Stéphane Lafleur : Ça continue à être ça même si notre son s’est poli, qu’il est moins sale qu’avant. Mais le groupe continue à enregistrer et réaliser lui-même ses chansons. L’idée, c’est vraiment de s’amuser sans avoir de contraintes ou le stress de répondre à quelque chose. D’autant que tout le monde fait autre chose à côté.

L’un des points communs de tous les gens que je rencontre à Montréal, c’est qu’ils ont tous cette même attitude que vous décrivez : l’idée de chercher d’abord à s’amuser.

Stéphane Lafleur : La possibilité d’en faire une vraie carrière ici est quand même limitée, à moins peut-être d’aller vers quelque chose de très pop. Je n’ai rien contre ça, d’ailleurs. C’est vraiment un art en soi mais ce n’est pas le mien. On n’est pas là-dedans… Nos chansons sont souvent du mauvais format, celles qui pourraient être les plus accrocheuses sont trop longues. (Sourire.) On ne rentre pas dans les cases. Des radios nous jouent quand même mais pas les grosses radios commerciales. Et puis on s’est rendu compte qu’il y avait des choses qu’on n’aimait pas faire : les émissions de télévision, on n’aime pas ça. Ce n’est même pas un geste politique : on a essayé, on n’aime vraiment pas ça, on n’y prend pas plaisir. Et il faut vivre avec les conséquences de tes choix.

Données fournies:
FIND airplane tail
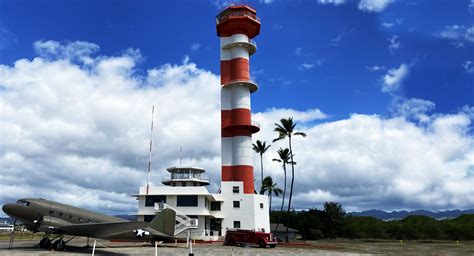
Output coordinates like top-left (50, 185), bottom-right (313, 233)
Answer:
top-left (150, 209), bottom-right (176, 237)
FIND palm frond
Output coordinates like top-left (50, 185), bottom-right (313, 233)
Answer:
top-left (294, 132), bottom-right (306, 137)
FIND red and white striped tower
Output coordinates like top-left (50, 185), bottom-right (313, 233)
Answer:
top-left (217, 5), bottom-right (260, 194)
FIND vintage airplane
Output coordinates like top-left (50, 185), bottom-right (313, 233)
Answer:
top-left (2, 198), bottom-right (176, 250)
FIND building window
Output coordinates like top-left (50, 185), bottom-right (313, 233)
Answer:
top-left (143, 215), bottom-right (155, 222)
top-left (176, 196), bottom-right (198, 206)
top-left (145, 196), bottom-right (166, 206)
top-left (232, 186), bottom-right (240, 194)
top-left (234, 220), bottom-right (240, 228)
top-left (211, 202), bottom-right (221, 211)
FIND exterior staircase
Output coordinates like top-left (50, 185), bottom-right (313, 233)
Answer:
top-left (154, 203), bottom-right (198, 236)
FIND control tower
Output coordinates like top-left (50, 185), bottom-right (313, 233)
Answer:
top-left (217, 5), bottom-right (260, 194)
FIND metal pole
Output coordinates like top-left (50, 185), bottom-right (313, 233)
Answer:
top-left (146, 106), bottom-right (155, 195)
top-left (92, 240), bottom-right (97, 256)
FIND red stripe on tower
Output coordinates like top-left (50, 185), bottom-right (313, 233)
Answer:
top-left (217, 5), bottom-right (260, 194)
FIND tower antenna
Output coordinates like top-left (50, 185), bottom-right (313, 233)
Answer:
top-left (146, 105), bottom-right (155, 195)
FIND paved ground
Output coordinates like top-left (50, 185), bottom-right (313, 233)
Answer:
top-left (0, 238), bottom-right (474, 256)
top-left (0, 238), bottom-right (366, 256)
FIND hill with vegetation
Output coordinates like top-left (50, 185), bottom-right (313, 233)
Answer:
top-left (271, 202), bottom-right (474, 241)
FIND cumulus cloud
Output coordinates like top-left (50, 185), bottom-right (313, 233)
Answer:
top-left (318, 0), bottom-right (346, 5)
top-left (33, 40), bottom-right (100, 63)
top-left (462, 60), bottom-right (474, 73)
top-left (381, 63), bottom-right (409, 92)
top-left (358, 0), bottom-right (392, 12)
top-left (388, 35), bottom-right (400, 50)
top-left (255, 113), bottom-right (474, 210)
top-left (0, 41), bottom-right (220, 215)
top-left (298, 63), bottom-right (315, 70)
top-left (365, 65), bottom-right (385, 72)
top-left (436, 24), bottom-right (474, 48)
top-left (0, 40), bottom-right (474, 216)
top-left (392, 98), bottom-right (436, 122)
top-left (189, 43), bottom-right (201, 51)
top-left (318, 0), bottom-right (393, 12)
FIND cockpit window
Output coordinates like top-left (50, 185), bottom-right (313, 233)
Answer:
top-left (16, 200), bottom-right (30, 206)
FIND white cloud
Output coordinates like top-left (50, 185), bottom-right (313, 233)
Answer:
top-left (0, 41), bottom-right (220, 212)
top-left (33, 40), bottom-right (100, 64)
top-left (189, 43), bottom-right (201, 51)
top-left (462, 60), bottom-right (474, 73)
top-left (392, 98), bottom-right (436, 122)
top-left (388, 35), bottom-right (400, 50)
top-left (318, 0), bottom-right (346, 5)
top-left (255, 113), bottom-right (474, 210)
top-left (365, 65), bottom-right (385, 72)
top-left (381, 63), bottom-right (409, 92)
top-left (295, 47), bottom-right (303, 56)
top-left (272, 24), bottom-right (283, 31)
top-left (298, 63), bottom-right (315, 70)
top-left (436, 24), bottom-right (474, 45)
top-left (358, 0), bottom-right (392, 12)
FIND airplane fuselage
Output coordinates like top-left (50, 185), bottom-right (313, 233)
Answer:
top-left (2, 198), bottom-right (128, 233)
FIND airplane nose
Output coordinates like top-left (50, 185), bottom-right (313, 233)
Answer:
top-left (2, 204), bottom-right (14, 215)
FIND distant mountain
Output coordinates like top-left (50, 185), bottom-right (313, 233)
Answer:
top-left (0, 215), bottom-right (137, 224)
top-left (350, 209), bottom-right (474, 220)
top-left (0, 217), bottom-right (13, 224)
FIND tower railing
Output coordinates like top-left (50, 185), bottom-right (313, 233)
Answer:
top-left (216, 11), bottom-right (260, 24)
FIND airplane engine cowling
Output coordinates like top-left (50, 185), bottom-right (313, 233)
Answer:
top-left (37, 216), bottom-right (72, 233)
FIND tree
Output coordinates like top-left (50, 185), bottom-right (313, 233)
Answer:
top-left (252, 140), bottom-right (271, 194)
top-left (260, 176), bottom-right (283, 216)
top-left (273, 117), bottom-right (306, 243)
top-left (273, 148), bottom-right (296, 232)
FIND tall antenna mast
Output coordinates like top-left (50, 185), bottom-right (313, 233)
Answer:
top-left (146, 105), bottom-right (155, 195)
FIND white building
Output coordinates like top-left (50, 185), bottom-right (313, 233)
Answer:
top-left (135, 167), bottom-right (270, 240)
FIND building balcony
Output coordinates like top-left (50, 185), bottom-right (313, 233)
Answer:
top-left (222, 39), bottom-right (257, 55)
top-left (216, 7), bottom-right (260, 25)
top-left (161, 173), bottom-right (211, 186)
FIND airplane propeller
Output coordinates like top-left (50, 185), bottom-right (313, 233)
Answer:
top-left (8, 219), bottom-right (16, 249)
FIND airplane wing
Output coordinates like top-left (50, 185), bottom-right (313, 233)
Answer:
top-left (58, 222), bottom-right (173, 240)
top-left (58, 209), bottom-right (176, 241)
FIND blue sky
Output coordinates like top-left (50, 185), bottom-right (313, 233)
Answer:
top-left (0, 0), bottom-right (474, 212)
top-left (0, 0), bottom-right (474, 118)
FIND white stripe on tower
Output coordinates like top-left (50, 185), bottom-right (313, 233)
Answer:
top-left (217, 6), bottom-right (260, 194)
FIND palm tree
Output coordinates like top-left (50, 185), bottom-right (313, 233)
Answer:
top-left (260, 176), bottom-right (283, 217)
top-left (273, 148), bottom-right (296, 236)
top-left (273, 117), bottom-right (306, 243)
top-left (252, 140), bottom-right (271, 194)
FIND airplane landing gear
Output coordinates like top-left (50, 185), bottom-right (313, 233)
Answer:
top-left (53, 238), bottom-right (66, 251)
top-left (39, 236), bottom-right (51, 248)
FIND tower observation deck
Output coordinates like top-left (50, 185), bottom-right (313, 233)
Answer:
top-left (216, 5), bottom-right (260, 194)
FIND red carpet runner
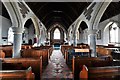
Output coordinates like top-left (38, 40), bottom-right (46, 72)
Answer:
top-left (42, 50), bottom-right (73, 80)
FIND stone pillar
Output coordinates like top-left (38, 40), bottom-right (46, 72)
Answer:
top-left (69, 33), bottom-right (73, 45)
top-left (88, 30), bottom-right (97, 57)
top-left (73, 32), bottom-right (77, 46)
top-left (12, 27), bottom-right (24, 58)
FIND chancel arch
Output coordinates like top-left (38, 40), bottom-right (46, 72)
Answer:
top-left (48, 23), bottom-right (66, 44)
top-left (103, 21), bottom-right (120, 46)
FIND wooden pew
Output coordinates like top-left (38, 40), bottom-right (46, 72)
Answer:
top-left (79, 65), bottom-right (120, 80)
top-left (0, 46), bottom-right (13, 58)
top-left (0, 57), bottom-right (42, 80)
top-left (0, 63), bottom-right (35, 80)
top-left (96, 47), bottom-right (111, 56)
top-left (21, 49), bottom-right (49, 66)
top-left (72, 56), bottom-right (113, 79)
top-left (65, 48), bottom-right (90, 65)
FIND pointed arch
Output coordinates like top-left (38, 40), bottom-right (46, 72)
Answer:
top-left (54, 28), bottom-right (61, 39)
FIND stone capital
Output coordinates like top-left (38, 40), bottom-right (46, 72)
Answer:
top-left (12, 27), bottom-right (24, 34)
top-left (88, 29), bottom-right (97, 34)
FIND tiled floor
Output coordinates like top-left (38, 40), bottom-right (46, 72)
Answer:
top-left (42, 50), bottom-right (73, 80)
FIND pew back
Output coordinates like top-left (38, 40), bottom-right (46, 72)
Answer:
top-left (0, 57), bottom-right (42, 80)
top-left (72, 57), bottom-right (112, 79)
top-left (0, 67), bottom-right (34, 80)
top-left (80, 65), bottom-right (120, 80)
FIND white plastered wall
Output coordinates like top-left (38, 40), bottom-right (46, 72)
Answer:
top-left (0, 15), bottom-right (11, 45)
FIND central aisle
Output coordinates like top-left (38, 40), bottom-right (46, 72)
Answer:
top-left (42, 50), bottom-right (73, 80)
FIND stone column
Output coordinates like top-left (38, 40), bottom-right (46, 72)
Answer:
top-left (73, 32), bottom-right (77, 46)
top-left (88, 30), bottom-right (97, 57)
top-left (12, 27), bottom-right (24, 58)
top-left (69, 33), bottom-right (73, 45)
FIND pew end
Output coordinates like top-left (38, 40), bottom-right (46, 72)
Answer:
top-left (79, 65), bottom-right (88, 80)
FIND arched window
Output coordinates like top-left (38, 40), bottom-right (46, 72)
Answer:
top-left (8, 27), bottom-right (14, 43)
top-left (109, 23), bottom-right (119, 43)
top-left (77, 31), bottom-right (79, 40)
top-left (54, 28), bottom-right (60, 39)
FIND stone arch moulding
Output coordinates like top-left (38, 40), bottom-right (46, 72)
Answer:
top-left (2, 0), bottom-right (22, 27)
top-left (92, 0), bottom-right (112, 29)
top-left (48, 23), bottom-right (67, 33)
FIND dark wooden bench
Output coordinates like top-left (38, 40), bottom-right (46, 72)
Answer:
top-left (0, 57), bottom-right (42, 80)
top-left (72, 56), bottom-right (113, 79)
top-left (0, 46), bottom-right (13, 58)
top-left (0, 63), bottom-right (35, 80)
top-left (80, 65), bottom-right (120, 80)
top-left (65, 48), bottom-right (90, 65)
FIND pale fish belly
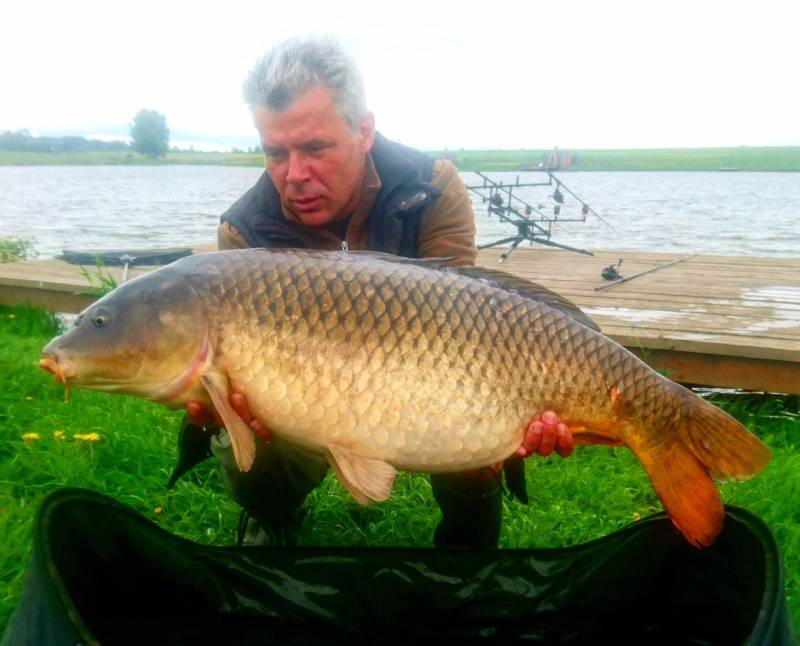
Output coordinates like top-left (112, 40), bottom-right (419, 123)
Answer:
top-left (220, 326), bottom-right (532, 472)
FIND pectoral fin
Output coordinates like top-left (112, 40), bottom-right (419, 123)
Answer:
top-left (328, 444), bottom-right (397, 505)
top-left (200, 372), bottom-right (256, 471)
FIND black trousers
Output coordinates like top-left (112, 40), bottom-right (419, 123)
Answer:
top-left (214, 439), bottom-right (503, 549)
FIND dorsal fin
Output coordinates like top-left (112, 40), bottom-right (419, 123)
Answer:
top-left (446, 266), bottom-right (600, 332)
top-left (253, 249), bottom-right (601, 332)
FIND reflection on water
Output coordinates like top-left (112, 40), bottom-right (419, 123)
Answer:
top-left (0, 166), bottom-right (800, 257)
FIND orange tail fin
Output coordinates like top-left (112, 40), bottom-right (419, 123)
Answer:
top-left (628, 395), bottom-right (770, 547)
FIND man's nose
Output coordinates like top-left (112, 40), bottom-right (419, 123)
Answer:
top-left (286, 152), bottom-right (310, 184)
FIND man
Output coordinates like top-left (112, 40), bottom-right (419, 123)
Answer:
top-left (182, 41), bottom-right (573, 547)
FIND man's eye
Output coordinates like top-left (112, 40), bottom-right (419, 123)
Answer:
top-left (264, 150), bottom-right (286, 161)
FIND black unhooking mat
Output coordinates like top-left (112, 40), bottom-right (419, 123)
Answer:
top-left (3, 489), bottom-right (796, 646)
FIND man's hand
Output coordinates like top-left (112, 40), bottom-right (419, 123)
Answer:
top-left (186, 393), bottom-right (272, 442)
top-left (515, 410), bottom-right (575, 458)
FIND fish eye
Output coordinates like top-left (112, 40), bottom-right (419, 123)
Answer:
top-left (92, 307), bottom-right (111, 327)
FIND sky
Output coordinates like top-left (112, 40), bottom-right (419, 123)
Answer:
top-left (0, 0), bottom-right (800, 150)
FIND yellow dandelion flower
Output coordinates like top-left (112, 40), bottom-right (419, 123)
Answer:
top-left (72, 433), bottom-right (102, 442)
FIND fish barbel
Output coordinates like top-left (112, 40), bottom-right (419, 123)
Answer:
top-left (41, 249), bottom-right (770, 545)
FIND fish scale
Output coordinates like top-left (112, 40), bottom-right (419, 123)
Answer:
top-left (186, 252), bottom-right (644, 470)
top-left (41, 249), bottom-right (769, 545)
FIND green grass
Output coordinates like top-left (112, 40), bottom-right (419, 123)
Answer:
top-left (0, 308), bottom-right (800, 632)
top-left (0, 146), bottom-right (800, 171)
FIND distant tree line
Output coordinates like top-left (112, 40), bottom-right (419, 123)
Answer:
top-left (0, 129), bottom-right (130, 153)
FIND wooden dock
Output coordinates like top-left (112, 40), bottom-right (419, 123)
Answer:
top-left (0, 248), bottom-right (800, 394)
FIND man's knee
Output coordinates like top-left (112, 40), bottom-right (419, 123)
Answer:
top-left (431, 470), bottom-right (503, 549)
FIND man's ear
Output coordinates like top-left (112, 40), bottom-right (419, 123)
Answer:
top-left (358, 112), bottom-right (375, 155)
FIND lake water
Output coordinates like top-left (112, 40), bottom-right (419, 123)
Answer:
top-left (0, 166), bottom-right (800, 257)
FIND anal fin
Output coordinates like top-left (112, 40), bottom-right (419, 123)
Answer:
top-left (328, 444), bottom-right (397, 505)
top-left (635, 444), bottom-right (725, 547)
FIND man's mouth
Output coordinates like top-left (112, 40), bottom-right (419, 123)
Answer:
top-left (290, 197), bottom-right (322, 213)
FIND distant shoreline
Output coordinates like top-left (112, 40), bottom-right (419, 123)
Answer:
top-left (0, 146), bottom-right (800, 173)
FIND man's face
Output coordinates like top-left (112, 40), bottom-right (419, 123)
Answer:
top-left (253, 86), bottom-right (375, 226)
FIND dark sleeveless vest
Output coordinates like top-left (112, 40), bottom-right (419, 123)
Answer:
top-left (221, 133), bottom-right (440, 258)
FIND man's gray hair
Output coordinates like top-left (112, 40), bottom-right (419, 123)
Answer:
top-left (244, 38), bottom-right (367, 130)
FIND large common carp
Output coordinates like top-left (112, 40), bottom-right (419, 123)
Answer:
top-left (41, 249), bottom-right (770, 545)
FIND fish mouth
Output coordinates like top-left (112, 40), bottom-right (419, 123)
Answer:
top-left (39, 354), bottom-right (74, 398)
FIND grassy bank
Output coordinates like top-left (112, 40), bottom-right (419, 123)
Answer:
top-left (0, 146), bottom-right (800, 172)
top-left (0, 308), bottom-right (800, 627)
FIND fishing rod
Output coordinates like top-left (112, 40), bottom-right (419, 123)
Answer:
top-left (467, 169), bottom-right (610, 262)
top-left (594, 251), bottom-right (703, 292)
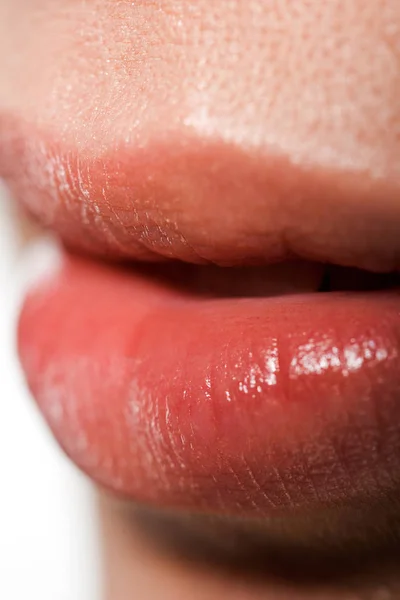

Travail demandé:
1) Les affirmations suivantes concordent-elles avec l’entretien avec Stéphane Lafleur ? Pour chacune, répondez par oui ou non et citez les mots décisifs du texte. (a) Le groupe enregistre et réalise lui-même ses chansons. (b) Les grosses radios commerciales diffusent les chansons du groupe. (c) Le refus des émissions de télévision est présenté comme un geste politique.
2) Prolongez l’entretien avec Stéphane Lafleur au-delà de sa dernière phrase.

Réponses attendues:
1)
(a) Oui : « le groupe continue à enregistrer et réaliser lui-même ses chansons ».
(b) Non : « Des radios nous jouent quand même mais pas les grosses radios commerciales. »
(c) Non : « Ce n’est même pas un geste politique ».

2)
D’où vient le nom du groupe ?

Stéphane Lafleur : On l’a trouvé très vite, ça fait référence à l’époque où les joueurs de hockey jouaient sans casque, donc “avec pas d’casque”. C’est aussi une expression qui a été beaucoup utilisée par un chroniqueur qui s’appelle Jean Dion, qui fait des chroniques sportives et d’humeur. Mais personne dans le groupe n’est vraiment fan de hockey, je pense qu’on aimait la contradiction, c’est très québécois. (Rires.) C’est un nom qui nous a servi et qui nous a nui aussi. Je pense qu’au départ, les gens ne savaient pas trop ce que c’était, si on était un groupe hip hop ou humoristique. Je crois qu’on a fait peur à beaucoup de gens. Et puis le premier album s’appelait Trois chaudières de sang et les gens ne comprenaient absolument pas ! En même temps, c’est un nom qu’on retient instantanément.

Joël Vaudreuil : A nos débuts, ça me faisait rire d’avoir un nom qui parle de faire un sport sans protection, où tu pouvais te péter la gueule. Je trouvais que ça reflétait bien la façon dont on faisait de la musique, sans trop savoir comment faire, avec le risque de se casser la gueule.

Stéphane, comment travailles-tu les textes ?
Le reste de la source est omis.